**REQUIRED WORK:**
With the line containing "cat sitting, one" as the first line and the last line of the records as the final one, reproduce that range exactly.

**Coordinate annotation entries:**
◇ ◇ ◇ ◇ ◇ ◇ ◇

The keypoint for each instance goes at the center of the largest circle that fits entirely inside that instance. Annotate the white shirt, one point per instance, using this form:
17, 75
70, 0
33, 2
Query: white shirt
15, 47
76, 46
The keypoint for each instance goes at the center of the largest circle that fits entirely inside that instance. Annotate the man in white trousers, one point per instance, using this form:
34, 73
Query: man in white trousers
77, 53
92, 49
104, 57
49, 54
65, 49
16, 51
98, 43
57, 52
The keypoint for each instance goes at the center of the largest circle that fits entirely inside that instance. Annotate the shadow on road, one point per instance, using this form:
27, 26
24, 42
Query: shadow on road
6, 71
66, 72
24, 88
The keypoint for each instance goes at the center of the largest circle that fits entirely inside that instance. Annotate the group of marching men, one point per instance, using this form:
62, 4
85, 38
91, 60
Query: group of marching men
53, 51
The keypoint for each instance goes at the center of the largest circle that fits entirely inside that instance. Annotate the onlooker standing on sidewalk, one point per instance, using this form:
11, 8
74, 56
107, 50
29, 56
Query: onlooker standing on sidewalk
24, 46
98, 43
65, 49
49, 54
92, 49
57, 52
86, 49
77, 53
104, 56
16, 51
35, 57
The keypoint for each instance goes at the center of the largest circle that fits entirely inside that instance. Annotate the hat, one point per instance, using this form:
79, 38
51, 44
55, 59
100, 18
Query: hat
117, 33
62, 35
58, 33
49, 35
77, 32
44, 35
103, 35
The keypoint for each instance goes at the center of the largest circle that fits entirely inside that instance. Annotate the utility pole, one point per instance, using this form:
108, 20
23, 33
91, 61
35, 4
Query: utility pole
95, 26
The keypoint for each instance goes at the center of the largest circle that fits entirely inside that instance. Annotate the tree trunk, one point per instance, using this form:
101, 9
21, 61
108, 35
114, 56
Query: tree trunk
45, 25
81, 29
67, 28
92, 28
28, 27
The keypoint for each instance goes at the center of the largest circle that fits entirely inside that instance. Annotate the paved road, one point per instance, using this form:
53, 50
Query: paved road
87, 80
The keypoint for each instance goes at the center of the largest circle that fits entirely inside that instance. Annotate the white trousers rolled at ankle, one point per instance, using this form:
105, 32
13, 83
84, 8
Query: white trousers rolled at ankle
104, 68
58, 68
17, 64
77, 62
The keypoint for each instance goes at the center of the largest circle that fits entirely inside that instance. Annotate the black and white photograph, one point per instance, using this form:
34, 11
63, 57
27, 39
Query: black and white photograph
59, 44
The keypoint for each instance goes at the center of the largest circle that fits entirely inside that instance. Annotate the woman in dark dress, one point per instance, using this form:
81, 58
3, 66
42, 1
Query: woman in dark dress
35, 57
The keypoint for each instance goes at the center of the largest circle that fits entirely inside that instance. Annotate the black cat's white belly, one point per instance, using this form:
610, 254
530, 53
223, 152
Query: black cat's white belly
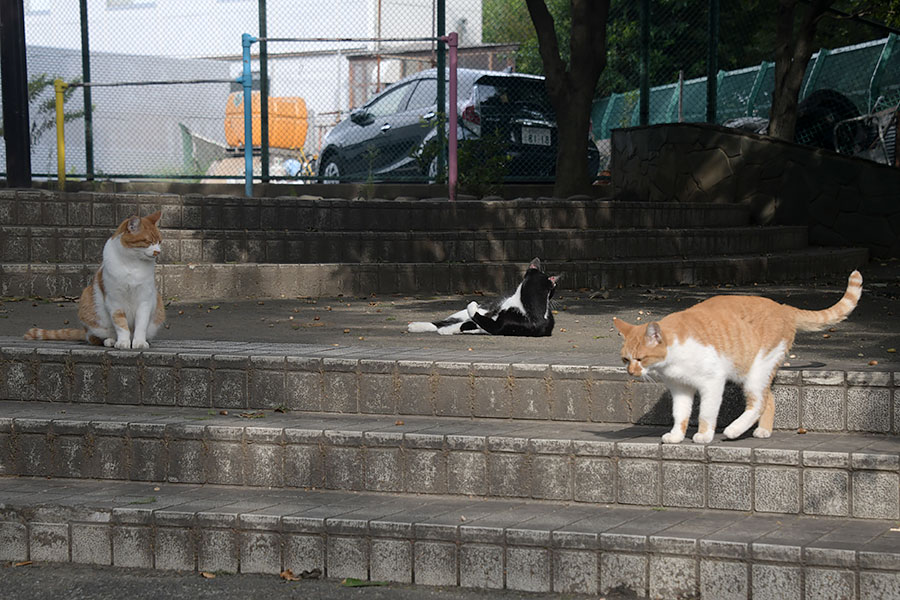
458, 322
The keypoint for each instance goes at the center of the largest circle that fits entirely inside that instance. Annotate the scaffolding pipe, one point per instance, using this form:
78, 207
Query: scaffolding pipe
59, 87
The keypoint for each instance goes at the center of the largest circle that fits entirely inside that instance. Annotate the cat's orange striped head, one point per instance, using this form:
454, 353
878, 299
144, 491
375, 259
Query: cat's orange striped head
141, 235
644, 346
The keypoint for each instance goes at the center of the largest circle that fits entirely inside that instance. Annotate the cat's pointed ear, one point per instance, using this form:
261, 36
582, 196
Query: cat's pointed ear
653, 336
622, 326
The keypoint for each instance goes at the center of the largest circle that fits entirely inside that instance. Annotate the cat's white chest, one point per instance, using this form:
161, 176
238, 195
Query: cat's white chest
127, 276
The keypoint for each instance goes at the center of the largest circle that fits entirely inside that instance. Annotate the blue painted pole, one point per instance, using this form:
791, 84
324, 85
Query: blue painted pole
246, 79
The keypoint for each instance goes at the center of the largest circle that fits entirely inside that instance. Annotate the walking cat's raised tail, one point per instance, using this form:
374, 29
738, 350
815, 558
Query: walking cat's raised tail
814, 320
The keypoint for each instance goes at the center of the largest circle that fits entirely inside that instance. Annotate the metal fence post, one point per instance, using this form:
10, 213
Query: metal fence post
86, 92
59, 86
442, 92
813, 72
263, 95
246, 79
712, 62
757, 86
645, 63
453, 42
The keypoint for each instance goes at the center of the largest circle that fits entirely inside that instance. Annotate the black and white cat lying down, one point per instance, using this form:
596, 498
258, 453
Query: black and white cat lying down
525, 313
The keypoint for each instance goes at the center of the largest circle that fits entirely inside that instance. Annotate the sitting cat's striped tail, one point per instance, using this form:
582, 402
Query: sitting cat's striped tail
35, 333
813, 320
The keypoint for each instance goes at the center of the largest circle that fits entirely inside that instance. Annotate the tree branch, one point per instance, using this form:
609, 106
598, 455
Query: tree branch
554, 68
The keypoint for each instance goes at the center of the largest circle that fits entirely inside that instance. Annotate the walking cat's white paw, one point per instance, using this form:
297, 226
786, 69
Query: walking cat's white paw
703, 438
673, 437
731, 432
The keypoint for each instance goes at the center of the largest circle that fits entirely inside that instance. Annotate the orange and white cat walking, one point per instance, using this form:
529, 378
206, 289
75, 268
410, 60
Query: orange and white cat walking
121, 307
743, 339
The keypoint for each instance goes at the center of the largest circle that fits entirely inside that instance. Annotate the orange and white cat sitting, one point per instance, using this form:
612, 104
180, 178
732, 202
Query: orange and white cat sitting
121, 307
726, 338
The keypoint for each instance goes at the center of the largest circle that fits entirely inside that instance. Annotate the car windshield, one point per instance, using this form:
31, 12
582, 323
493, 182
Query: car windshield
512, 93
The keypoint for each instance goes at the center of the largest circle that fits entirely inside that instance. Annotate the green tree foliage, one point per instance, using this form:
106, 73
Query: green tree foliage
42, 105
678, 35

◇ ◇ ◇ ◇ ◇ ◇ ◇

**COMPLETE OUTPUT:**
The keypoint for each instance goes at the center of the largest circle that fits entirely inside that instance. Annotate the orange and white cat sitting, one point per instance, using this form:
612, 104
180, 178
732, 202
Query: orange and white cat sitting
121, 307
726, 338
The keypoint for each instance goes at the center of the largest circle that fits entirely inside that instance. Annotate the car windshield, one point per instance, using this form:
31, 12
582, 323
493, 182
Query: car windshield
512, 93
The keypoint for each instance goes at the center of the largest circle that fits entirely inside that instance. Annotate the green tree foliage, one point per instance, using this form:
106, 73
Query: green tree foliage
42, 105
678, 35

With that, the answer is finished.